Phrase grounding data:
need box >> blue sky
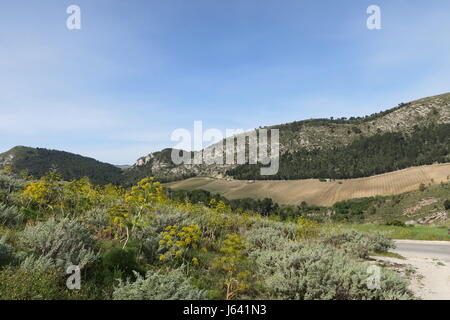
[1,0,449,164]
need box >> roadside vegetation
[0,168,413,300]
[350,225,450,241]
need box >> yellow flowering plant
[61,177,99,212]
[158,224,205,266]
[125,177,165,208]
[203,201,252,240]
[209,198,230,213]
[212,233,251,300]
[20,171,63,213]
[297,216,320,240]
[109,178,164,248]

**What is required**
Return, word for word, the lines from the one containing "need box >> roadside vegetation" through the end of the data above, both ends included, and nothing else.

**Solved exercise**
need box >> roadside vegetation
[0,168,413,300]
[350,225,450,241]
need box >> yellow flowering plant
[61,177,99,212]
[158,224,205,266]
[125,177,165,208]
[203,201,252,240]
[209,198,230,213]
[212,233,251,300]
[20,171,63,213]
[297,216,320,240]
[109,178,164,248]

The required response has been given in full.